:: Data

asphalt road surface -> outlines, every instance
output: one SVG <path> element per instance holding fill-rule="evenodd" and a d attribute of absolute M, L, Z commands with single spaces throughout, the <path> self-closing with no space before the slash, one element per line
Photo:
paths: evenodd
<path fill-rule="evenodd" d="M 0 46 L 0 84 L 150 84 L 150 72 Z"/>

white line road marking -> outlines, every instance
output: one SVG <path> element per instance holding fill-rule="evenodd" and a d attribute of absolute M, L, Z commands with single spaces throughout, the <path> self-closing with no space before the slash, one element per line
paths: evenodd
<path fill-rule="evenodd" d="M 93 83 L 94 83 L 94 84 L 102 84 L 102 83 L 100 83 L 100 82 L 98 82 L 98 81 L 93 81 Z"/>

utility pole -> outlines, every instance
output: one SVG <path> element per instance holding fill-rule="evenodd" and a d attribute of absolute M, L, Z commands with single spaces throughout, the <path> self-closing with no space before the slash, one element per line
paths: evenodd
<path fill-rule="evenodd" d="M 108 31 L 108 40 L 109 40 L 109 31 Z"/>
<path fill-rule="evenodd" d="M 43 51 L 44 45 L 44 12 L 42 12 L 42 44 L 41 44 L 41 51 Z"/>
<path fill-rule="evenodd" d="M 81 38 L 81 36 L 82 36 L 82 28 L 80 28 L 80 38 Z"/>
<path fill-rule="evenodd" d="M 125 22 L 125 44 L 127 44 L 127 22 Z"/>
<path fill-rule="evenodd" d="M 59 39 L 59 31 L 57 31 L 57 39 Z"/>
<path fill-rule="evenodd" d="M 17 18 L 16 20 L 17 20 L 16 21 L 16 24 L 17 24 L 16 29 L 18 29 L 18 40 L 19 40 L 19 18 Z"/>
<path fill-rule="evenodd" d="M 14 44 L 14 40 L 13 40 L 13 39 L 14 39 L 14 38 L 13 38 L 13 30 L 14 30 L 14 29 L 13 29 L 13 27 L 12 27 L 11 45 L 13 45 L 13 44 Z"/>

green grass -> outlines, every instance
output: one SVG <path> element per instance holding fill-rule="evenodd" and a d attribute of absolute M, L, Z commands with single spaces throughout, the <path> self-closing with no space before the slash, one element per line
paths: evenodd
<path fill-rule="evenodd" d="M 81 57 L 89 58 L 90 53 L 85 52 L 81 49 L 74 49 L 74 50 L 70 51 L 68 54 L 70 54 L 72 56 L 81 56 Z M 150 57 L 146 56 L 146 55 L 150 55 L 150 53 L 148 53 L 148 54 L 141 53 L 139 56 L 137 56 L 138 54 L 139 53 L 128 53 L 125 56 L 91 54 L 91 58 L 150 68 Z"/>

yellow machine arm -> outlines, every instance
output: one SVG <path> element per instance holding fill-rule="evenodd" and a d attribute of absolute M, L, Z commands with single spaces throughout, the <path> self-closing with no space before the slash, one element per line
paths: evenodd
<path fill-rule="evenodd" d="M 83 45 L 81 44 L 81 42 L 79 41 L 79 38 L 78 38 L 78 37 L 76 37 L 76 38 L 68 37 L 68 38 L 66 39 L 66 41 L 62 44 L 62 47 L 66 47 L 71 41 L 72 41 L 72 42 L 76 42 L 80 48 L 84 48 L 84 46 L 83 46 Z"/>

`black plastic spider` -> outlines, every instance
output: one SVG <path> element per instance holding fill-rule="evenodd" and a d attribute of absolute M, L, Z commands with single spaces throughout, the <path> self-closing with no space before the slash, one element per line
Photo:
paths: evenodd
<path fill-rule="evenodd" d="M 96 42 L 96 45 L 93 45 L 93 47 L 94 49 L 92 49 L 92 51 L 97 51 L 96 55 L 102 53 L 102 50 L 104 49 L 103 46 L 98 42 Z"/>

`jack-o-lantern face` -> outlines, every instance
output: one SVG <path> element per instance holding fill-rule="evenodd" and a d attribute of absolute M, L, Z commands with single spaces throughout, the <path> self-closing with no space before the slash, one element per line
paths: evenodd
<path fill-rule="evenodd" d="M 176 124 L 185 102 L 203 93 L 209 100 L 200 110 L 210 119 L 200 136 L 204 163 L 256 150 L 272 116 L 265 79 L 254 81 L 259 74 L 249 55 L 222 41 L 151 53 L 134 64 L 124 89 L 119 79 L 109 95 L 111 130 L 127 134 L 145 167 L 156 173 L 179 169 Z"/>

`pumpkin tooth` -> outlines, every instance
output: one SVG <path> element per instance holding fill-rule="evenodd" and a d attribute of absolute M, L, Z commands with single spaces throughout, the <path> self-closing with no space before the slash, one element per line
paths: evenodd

::::

■ **Objective**: Can you extract and repeat these rows verbatim, from the start of the rows through the line containing "14 44 L 14 40", inclusive?

■ **Answer in full**:
asphalt road surface -> outlines, every instance
output: one SVG <path> element per instance holding fill-rule="evenodd" and a d attribute of absolute M, L, Z commands with single spaces throughout, the <path> self-closing with no space before the slash, one element per line
Photo:
paths: evenodd
<path fill-rule="evenodd" d="M 0 46 L 0 84 L 150 84 L 150 72 Z"/>

white line road marking -> outlines, every instance
output: one SVG <path> element per instance holding fill-rule="evenodd" and a d attribute of absolute M, L, Z commands with single spaces throughout, the <path> self-closing with no space before the slash, one element per line
paths: evenodd
<path fill-rule="evenodd" d="M 93 83 L 94 83 L 94 84 L 102 84 L 102 83 L 100 83 L 100 82 L 98 82 L 98 81 L 93 81 Z"/>

utility pole -> outlines, every instance
output: one SVG <path> element per instance holding fill-rule="evenodd" and a d attribute of absolute M, L, Z commands with single spaces throughout, the <path> self-closing with no space before the slash, one element per line
paths: evenodd
<path fill-rule="evenodd" d="M 108 31 L 108 40 L 109 40 L 109 31 Z"/>
<path fill-rule="evenodd" d="M 43 51 L 44 45 L 44 12 L 42 12 L 42 44 L 41 44 L 41 51 Z"/>
<path fill-rule="evenodd" d="M 81 38 L 81 36 L 82 36 L 82 28 L 80 28 L 80 38 Z"/>
<path fill-rule="evenodd" d="M 125 22 L 125 44 L 127 44 L 127 22 Z"/>
<path fill-rule="evenodd" d="M 59 39 L 59 31 L 57 31 L 57 39 Z"/>
<path fill-rule="evenodd" d="M 17 18 L 16 20 L 17 20 L 16 21 L 16 24 L 17 24 L 16 29 L 18 29 L 18 40 L 19 40 L 19 18 Z"/>
<path fill-rule="evenodd" d="M 14 44 L 14 40 L 13 40 L 13 39 L 14 39 L 14 38 L 13 38 L 13 30 L 14 30 L 14 29 L 13 29 L 13 27 L 12 27 L 11 45 L 13 45 L 13 44 Z"/>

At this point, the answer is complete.